*Records for this exercise*:
□ □ □ □

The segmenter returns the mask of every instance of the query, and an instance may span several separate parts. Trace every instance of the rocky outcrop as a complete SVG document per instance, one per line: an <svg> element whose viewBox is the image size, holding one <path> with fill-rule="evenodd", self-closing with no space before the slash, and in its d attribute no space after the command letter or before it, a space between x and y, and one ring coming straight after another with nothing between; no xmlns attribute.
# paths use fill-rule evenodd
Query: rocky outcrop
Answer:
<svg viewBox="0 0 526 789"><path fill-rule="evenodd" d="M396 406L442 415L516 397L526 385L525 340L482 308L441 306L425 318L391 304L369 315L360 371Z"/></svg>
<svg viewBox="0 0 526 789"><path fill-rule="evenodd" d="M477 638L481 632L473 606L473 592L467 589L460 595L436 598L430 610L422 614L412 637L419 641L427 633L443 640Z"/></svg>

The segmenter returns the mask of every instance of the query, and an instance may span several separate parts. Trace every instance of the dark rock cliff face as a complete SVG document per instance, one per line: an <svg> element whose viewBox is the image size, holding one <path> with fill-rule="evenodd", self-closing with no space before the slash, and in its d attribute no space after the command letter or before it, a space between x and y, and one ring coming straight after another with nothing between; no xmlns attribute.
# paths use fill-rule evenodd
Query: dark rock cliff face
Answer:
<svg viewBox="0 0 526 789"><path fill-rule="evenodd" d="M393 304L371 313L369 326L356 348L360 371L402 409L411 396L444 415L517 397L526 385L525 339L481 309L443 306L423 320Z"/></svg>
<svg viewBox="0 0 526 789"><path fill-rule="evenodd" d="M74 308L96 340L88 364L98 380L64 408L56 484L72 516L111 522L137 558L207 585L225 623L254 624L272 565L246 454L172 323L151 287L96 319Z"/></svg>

□ □ □ □

*Your task*: Please update the rows above by swapping "segmenter" for "mask generator" wherever it occurs, changing nothing else.

*The reply*:
The mask generator returns the mask of every instance of the query, and an instance may span several separate parts. Trace every instance of the rocky outcrop as a complete SVG document per instance, one per line: an <svg> element whose viewBox is the image size, holding one <path> with fill-rule="evenodd", self-closing with no space before the slash, and in its d attribute no space after the command letter or before it, a space between x and y, and one ring coming straight after another with nothing between; no xmlns attribute.
# paths use fill-rule evenodd
Query: rocky outcrop
Answer:
<svg viewBox="0 0 526 789"><path fill-rule="evenodd" d="M396 406L442 415L516 397L526 385L525 340L482 308L441 306L425 318L391 304L369 315L360 371Z"/></svg>
<svg viewBox="0 0 526 789"><path fill-rule="evenodd" d="M477 638L481 632L473 606L473 592L467 589L460 595L436 598L430 610L422 614L412 637L419 641L427 633L443 640Z"/></svg>

The mask generator returns the mask of every instance of the query, and an instance may span several separate parts. Trace every instance of the dark rock cliff face as a complete SVG document per instance, one per line: an <svg> element whose viewBox is the image size, holding one <path> with fill-rule="evenodd", self-closing with no space before the slash, and in its d attribute no space after the command letter or before it, a space between x and y, and one ring coming straight after another with nothing between; no xmlns attribute.
# paths use fill-rule evenodd
Query: dark rock cliff face
Answer:
<svg viewBox="0 0 526 789"><path fill-rule="evenodd" d="M393 304L371 313L369 326L356 348L360 371L402 409L411 396L444 415L517 397L526 385L525 339L481 309L443 306L423 320Z"/></svg>
<svg viewBox="0 0 526 789"><path fill-rule="evenodd" d="M74 308L96 340L88 364L98 380L64 408L56 484L72 516L111 522L137 558L207 585L225 623L254 624L272 565L246 454L172 323L151 287L96 319Z"/></svg>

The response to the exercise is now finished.